**Work task:** Set down exactly the lines that run from the line with "Target: storefront sign" to the end of the data, and nothing else.

● ● ● ● ● ● ●

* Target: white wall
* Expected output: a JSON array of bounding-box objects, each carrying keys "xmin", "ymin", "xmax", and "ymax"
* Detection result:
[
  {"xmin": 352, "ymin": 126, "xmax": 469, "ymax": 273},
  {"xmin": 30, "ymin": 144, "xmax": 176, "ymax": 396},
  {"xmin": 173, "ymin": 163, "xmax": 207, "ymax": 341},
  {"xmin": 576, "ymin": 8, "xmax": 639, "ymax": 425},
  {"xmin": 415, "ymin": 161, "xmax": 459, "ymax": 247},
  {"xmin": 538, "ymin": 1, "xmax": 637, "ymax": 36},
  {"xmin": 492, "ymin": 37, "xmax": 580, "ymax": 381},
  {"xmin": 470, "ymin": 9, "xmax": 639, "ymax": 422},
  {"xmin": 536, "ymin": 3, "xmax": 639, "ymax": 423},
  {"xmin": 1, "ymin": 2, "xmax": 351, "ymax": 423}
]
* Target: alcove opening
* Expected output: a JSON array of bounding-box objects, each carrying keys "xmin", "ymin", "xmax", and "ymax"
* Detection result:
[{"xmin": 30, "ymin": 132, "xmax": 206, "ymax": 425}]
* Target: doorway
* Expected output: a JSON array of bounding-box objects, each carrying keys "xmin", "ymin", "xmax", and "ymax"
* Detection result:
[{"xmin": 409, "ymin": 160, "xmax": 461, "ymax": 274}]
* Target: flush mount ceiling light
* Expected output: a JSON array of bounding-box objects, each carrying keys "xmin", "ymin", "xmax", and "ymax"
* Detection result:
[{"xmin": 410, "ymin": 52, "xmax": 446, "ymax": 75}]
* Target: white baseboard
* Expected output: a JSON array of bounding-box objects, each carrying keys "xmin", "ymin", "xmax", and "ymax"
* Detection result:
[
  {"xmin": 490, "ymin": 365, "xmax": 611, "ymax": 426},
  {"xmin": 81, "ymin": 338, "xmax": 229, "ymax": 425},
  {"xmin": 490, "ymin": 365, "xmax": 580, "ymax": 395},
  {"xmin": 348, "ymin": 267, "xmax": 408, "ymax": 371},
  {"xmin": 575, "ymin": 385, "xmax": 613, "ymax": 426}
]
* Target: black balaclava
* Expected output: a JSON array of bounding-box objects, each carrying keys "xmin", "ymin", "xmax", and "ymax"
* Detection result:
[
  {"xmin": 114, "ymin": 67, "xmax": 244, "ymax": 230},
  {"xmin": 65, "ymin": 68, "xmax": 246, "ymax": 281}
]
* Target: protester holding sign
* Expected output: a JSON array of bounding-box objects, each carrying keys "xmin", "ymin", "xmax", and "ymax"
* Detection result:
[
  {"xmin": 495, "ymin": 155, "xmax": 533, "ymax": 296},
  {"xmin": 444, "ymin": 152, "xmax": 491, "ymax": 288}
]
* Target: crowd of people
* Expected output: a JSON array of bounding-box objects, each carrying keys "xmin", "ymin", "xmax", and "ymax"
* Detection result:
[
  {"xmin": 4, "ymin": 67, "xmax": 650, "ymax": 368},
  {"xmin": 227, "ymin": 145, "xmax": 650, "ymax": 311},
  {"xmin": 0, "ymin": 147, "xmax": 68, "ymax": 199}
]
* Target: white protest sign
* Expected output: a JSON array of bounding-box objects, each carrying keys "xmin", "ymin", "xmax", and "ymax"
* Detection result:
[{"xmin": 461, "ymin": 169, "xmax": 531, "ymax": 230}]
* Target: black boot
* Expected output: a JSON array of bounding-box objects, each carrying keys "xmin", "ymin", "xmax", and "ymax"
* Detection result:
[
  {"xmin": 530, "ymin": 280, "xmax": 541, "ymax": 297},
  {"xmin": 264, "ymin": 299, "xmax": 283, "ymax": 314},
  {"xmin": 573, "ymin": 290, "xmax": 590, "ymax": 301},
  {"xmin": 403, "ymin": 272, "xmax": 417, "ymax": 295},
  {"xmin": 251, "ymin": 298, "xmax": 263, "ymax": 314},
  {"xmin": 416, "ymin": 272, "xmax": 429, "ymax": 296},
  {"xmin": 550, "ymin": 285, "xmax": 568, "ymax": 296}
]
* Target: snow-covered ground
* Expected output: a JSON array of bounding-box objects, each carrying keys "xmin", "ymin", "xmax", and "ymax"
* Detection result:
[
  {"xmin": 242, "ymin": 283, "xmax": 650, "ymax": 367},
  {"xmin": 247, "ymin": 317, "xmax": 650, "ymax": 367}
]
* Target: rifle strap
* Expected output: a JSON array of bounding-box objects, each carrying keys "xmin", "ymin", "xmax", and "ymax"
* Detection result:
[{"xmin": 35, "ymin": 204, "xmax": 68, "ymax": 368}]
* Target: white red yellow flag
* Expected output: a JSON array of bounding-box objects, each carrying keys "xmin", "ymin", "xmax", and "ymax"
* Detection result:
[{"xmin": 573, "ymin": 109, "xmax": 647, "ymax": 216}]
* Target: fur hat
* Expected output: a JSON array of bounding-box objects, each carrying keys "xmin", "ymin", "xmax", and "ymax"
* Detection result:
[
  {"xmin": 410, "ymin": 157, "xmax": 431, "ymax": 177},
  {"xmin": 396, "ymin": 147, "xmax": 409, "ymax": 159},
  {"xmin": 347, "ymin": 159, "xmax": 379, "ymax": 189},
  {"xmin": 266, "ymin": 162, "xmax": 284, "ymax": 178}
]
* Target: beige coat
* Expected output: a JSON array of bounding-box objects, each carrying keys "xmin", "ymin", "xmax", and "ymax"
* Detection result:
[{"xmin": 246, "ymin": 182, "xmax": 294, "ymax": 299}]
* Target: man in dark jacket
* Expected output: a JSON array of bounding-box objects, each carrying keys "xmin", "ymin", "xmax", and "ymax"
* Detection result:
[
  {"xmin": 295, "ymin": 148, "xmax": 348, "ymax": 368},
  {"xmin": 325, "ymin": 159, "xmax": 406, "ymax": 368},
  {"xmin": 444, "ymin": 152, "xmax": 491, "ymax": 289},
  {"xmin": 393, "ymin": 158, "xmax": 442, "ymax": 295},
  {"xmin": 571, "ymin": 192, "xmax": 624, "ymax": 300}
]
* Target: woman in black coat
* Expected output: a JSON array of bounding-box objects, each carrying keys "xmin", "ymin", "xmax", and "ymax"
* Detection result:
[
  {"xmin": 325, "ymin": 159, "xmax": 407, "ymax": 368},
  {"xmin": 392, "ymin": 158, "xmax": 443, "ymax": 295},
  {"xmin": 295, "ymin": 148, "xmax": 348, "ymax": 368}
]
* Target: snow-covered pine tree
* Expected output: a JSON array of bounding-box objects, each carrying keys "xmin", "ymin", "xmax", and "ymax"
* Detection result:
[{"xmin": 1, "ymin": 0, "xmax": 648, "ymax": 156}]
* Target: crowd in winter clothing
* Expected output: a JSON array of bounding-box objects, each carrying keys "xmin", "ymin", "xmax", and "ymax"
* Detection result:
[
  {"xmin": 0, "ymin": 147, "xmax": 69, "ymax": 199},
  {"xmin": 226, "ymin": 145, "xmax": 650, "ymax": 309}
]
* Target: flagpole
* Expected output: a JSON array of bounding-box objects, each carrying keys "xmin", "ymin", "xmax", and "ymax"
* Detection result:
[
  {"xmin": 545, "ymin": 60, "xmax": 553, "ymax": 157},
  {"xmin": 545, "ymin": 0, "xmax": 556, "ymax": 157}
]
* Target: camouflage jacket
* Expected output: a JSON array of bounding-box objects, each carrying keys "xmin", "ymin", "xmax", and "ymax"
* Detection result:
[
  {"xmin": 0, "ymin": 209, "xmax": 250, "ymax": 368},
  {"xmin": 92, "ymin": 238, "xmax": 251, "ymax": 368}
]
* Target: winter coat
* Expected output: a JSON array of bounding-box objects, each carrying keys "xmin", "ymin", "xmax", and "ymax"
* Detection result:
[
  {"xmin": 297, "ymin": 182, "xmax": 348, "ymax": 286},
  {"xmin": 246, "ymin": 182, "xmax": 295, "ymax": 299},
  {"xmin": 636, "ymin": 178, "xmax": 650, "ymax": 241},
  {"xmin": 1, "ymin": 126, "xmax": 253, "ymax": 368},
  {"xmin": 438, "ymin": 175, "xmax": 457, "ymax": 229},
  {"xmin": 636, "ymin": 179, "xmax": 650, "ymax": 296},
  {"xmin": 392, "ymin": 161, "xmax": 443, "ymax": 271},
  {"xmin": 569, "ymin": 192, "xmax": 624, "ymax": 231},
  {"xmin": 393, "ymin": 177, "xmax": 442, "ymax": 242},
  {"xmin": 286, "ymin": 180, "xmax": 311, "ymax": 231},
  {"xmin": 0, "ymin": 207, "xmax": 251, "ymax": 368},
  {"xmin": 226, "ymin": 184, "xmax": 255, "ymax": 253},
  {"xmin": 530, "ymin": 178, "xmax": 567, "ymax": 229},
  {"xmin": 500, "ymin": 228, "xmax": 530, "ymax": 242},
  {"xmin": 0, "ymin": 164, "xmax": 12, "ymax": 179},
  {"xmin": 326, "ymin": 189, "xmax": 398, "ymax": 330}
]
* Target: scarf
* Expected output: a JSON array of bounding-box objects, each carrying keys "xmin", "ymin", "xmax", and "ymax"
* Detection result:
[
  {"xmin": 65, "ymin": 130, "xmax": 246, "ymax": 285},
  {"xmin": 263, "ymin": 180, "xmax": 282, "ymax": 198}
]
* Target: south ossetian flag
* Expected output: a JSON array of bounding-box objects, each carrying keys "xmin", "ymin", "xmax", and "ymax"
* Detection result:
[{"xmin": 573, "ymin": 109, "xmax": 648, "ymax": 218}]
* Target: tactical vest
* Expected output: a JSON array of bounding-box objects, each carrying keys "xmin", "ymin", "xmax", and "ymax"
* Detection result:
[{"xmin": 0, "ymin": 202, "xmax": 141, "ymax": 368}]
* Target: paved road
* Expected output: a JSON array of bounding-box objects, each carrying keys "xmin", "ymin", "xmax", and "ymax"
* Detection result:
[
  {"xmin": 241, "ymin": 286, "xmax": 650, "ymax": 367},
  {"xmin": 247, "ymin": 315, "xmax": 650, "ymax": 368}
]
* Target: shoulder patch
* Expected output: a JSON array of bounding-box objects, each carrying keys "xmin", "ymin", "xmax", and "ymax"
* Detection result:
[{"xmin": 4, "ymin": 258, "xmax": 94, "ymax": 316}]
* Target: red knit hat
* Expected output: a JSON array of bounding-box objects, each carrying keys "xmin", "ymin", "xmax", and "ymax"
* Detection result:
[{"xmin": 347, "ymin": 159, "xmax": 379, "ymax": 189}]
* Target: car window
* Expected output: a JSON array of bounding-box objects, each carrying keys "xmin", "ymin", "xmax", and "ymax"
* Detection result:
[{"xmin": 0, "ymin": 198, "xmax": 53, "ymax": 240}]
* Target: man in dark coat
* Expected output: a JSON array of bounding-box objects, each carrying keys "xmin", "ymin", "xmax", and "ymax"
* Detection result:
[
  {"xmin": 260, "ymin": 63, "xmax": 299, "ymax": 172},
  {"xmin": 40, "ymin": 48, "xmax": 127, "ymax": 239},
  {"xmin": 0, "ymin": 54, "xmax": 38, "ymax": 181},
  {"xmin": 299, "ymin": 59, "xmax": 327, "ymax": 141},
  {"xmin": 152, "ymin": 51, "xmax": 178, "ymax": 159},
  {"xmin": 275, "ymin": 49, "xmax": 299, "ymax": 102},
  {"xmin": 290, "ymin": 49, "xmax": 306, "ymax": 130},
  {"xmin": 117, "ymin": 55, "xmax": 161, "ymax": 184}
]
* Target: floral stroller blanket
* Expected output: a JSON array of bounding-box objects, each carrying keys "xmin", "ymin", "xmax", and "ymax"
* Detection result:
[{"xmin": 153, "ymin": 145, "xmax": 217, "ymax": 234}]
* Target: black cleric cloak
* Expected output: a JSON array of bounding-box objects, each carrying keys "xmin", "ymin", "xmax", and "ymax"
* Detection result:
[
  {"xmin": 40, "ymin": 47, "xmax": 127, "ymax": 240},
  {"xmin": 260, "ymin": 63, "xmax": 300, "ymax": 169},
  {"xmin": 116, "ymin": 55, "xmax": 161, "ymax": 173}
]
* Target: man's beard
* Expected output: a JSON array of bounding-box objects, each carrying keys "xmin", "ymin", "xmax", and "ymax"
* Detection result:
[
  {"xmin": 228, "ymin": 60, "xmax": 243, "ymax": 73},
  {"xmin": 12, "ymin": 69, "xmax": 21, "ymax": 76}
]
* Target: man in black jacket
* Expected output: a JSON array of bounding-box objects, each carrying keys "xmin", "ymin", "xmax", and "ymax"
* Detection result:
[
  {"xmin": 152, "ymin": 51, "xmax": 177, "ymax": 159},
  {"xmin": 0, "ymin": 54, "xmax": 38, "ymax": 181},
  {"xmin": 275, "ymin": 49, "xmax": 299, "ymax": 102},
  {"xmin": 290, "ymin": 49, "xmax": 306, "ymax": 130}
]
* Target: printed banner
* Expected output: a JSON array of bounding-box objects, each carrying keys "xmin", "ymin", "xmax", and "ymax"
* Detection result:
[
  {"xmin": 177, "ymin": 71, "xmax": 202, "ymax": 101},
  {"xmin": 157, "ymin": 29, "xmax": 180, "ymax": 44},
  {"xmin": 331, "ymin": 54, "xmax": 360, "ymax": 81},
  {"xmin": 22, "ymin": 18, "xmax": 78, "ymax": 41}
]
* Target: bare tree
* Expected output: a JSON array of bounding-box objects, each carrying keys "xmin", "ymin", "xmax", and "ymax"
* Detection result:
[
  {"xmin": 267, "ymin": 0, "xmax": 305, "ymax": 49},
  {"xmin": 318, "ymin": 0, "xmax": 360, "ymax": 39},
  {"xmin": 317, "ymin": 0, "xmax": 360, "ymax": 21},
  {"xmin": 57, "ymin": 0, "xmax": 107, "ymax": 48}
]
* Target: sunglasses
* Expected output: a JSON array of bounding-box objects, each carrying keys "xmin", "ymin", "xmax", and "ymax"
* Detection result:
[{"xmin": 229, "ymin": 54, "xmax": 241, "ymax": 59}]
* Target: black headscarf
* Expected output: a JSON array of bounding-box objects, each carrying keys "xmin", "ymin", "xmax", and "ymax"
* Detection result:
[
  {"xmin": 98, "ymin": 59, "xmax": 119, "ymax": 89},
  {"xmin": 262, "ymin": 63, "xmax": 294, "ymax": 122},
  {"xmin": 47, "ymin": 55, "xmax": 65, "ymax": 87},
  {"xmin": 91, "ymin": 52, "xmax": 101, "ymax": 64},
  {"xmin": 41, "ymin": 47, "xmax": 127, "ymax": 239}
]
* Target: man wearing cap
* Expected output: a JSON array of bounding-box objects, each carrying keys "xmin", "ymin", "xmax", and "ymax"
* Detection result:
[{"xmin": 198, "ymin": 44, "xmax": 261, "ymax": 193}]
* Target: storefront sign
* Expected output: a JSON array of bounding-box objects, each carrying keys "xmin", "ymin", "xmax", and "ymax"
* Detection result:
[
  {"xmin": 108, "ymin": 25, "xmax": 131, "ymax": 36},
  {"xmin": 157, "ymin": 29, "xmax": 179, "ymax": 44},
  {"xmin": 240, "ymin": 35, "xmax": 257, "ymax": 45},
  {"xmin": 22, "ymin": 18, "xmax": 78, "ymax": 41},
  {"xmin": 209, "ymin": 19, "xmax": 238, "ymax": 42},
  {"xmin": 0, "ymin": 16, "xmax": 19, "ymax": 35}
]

● ● ● ● ● ● ●

**Output:**
* Target: storefront sign
* Expected output: a JSON array of bounding-box objects, each carrying keys "xmin", "ymin", "xmax", and "ymax"
* Detection result:
[
  {"xmin": 108, "ymin": 25, "xmax": 131, "ymax": 36},
  {"xmin": 157, "ymin": 29, "xmax": 179, "ymax": 44},
  {"xmin": 240, "ymin": 35, "xmax": 257, "ymax": 45},
  {"xmin": 22, "ymin": 18, "xmax": 78, "ymax": 41},
  {"xmin": 209, "ymin": 19, "xmax": 238, "ymax": 42},
  {"xmin": 0, "ymin": 16, "xmax": 19, "ymax": 35}
]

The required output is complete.